---------- Texto fornecido
Ao prof. Edgard Barbosa (Português), devo a minha paixão pela leitura que, ainda hoje, perdura. Ele primava pela elegância da língua portuguesa e me indicava, e emprestava, livros para eu ler.

[...]

O prof. Esmeraldo Siqueira (Francês) ficou na minha lembrança pela sua reconhecida inteligência e domínio profundo da língua francesa.

[...]

O prof. Protásio Melo (Inglês e Ciências) − sempre elegante na maneira de ser e de vestir-se − era detentor de uma voz que inspirava muita autoridade. Mas, na essência, era um professor comprometido com a aprendizagem de todos os seus alunos (NERI, 2017, p. 10).
--------------------
---------- Registros fornecidos
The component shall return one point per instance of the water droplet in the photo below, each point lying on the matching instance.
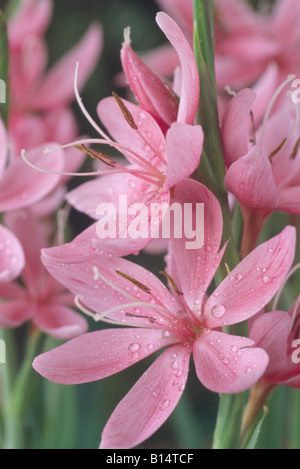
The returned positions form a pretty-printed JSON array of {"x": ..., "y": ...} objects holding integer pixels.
[
  {"x": 134, "y": 348},
  {"x": 218, "y": 311},
  {"x": 163, "y": 405}
]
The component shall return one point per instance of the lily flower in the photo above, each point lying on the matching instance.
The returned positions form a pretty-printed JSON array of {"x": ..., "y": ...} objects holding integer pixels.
[
  {"x": 186, "y": 320},
  {"x": 40, "y": 298},
  {"x": 263, "y": 166}
]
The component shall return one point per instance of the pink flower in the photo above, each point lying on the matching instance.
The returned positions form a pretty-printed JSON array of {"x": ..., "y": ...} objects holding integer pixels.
[
  {"x": 277, "y": 332},
  {"x": 187, "y": 321},
  {"x": 40, "y": 299},
  {"x": 152, "y": 93},
  {"x": 263, "y": 164},
  {"x": 157, "y": 158},
  {"x": 20, "y": 185},
  {"x": 12, "y": 258}
]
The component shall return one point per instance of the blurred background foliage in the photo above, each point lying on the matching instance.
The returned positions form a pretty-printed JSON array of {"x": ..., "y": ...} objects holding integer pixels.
[{"x": 74, "y": 416}]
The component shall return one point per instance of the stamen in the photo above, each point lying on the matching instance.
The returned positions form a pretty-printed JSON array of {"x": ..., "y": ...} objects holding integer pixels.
[
  {"x": 277, "y": 150},
  {"x": 126, "y": 34},
  {"x": 125, "y": 111},
  {"x": 295, "y": 309},
  {"x": 59, "y": 173},
  {"x": 253, "y": 140},
  {"x": 172, "y": 282},
  {"x": 96, "y": 316},
  {"x": 138, "y": 284},
  {"x": 130, "y": 119},
  {"x": 273, "y": 101},
  {"x": 227, "y": 268},
  {"x": 96, "y": 155},
  {"x": 83, "y": 109},
  {"x": 295, "y": 150},
  {"x": 150, "y": 319},
  {"x": 98, "y": 276}
]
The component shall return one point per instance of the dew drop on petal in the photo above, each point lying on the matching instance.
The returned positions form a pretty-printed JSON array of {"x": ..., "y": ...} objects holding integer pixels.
[
  {"x": 218, "y": 311},
  {"x": 134, "y": 348},
  {"x": 163, "y": 405}
]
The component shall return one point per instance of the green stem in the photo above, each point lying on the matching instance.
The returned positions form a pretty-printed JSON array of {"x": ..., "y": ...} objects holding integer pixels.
[
  {"x": 15, "y": 393},
  {"x": 229, "y": 420}
]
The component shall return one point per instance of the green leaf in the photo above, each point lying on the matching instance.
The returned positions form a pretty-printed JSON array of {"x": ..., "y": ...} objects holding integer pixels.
[
  {"x": 4, "y": 65},
  {"x": 252, "y": 442}
]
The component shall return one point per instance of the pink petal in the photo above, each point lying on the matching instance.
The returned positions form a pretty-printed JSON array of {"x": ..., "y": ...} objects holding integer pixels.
[
  {"x": 252, "y": 284},
  {"x": 116, "y": 124},
  {"x": 250, "y": 179},
  {"x": 189, "y": 94},
  {"x": 12, "y": 259},
  {"x": 236, "y": 126},
  {"x": 289, "y": 200},
  {"x": 150, "y": 402},
  {"x": 22, "y": 185},
  {"x": 195, "y": 268},
  {"x": 99, "y": 354},
  {"x": 57, "y": 88},
  {"x": 3, "y": 147},
  {"x": 183, "y": 140},
  {"x": 59, "y": 321},
  {"x": 227, "y": 364},
  {"x": 85, "y": 277},
  {"x": 151, "y": 93},
  {"x": 15, "y": 313},
  {"x": 270, "y": 331}
]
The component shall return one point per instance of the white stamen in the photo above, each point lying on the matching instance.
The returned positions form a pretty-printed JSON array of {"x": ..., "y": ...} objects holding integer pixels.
[
  {"x": 295, "y": 309},
  {"x": 59, "y": 173},
  {"x": 82, "y": 107},
  {"x": 127, "y": 38}
]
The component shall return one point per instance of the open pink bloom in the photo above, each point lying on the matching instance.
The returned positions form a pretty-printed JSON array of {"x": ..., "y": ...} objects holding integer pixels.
[
  {"x": 40, "y": 99},
  {"x": 40, "y": 299},
  {"x": 187, "y": 321},
  {"x": 12, "y": 258},
  {"x": 156, "y": 163},
  {"x": 20, "y": 185},
  {"x": 263, "y": 165},
  {"x": 151, "y": 92},
  {"x": 158, "y": 158}
]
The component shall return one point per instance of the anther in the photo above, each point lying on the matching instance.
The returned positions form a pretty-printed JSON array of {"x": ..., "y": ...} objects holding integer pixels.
[
  {"x": 126, "y": 113},
  {"x": 295, "y": 150},
  {"x": 138, "y": 284},
  {"x": 277, "y": 149},
  {"x": 150, "y": 319},
  {"x": 97, "y": 155},
  {"x": 172, "y": 282}
]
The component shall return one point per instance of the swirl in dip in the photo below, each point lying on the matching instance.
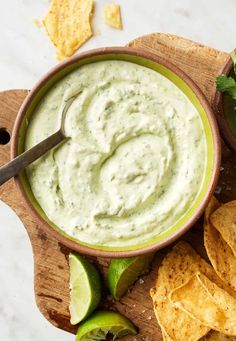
--------------------
Objetivos:
1 – No texto sobre os professores, quais disciplinas o prof. Protásio Melo lecionava?
2 – Reproduza o texto sobre os professores em toda a extensão que vai de "O prof. Protásio" até "2017, p. 10).".
3 – Dê continuidade ao texto sobre os professores a partir do ponto em que ele termina.
Os registros não têm utilidade aqui.

Respostas por tarefa:
1 – Inglês e Ciências.

2 –
O prof. Protásio Melo (Inglês e Ciências) − sempre elegante na maneira de ser e de vestir-se − era detentor de uma voz que inspirava muita autoridade. Mas, na essência, era um professor comprometido com a aprendizagem de todos os seus alunos (NERI, 2017, p. 10).

3 –
Em razão da dimensão prospectiva de uma formação completa e uniforme dos estudantes do 2° ciclo do científico e clássico do curso secundário, as atividades culturais do Grêmio Escolar “Auta de Souza” (peças de teatro, danças, poesias, excursões) - tinham os professores Protásio Melo e Celestino Pimentel (diretor do Colégio Estadual do Rio Grande do Norte) como os seus mais reconhecidos incentivadores.

Evidente que, para a senhora Petronila, as suas professaras e os seus professores do 1° ciclo e do 2° ciclo do ginasial e científico do curso secundário entendiam que a sua missão consistia, principalmente, em transmitir os conhecimentos das matérias de estudo num exercício de competência, seriedade e rigor para formar os seus alunospara avida adulta ou, como assinala Teixeira (2001, p. 98), “[...] para o seu tempo de chegada à vida social”. Embora obedecesse ao estabelecido, a senhora Petronila (2017, p. 10) demonstra sua reação-resposta: “Muitas vezes eu sentia vontade de divergir de um professor ou professora. Quem se atrevia a isso? Seria ir de encontro às regras acadêmicas de respeito aos professores da Instituição”.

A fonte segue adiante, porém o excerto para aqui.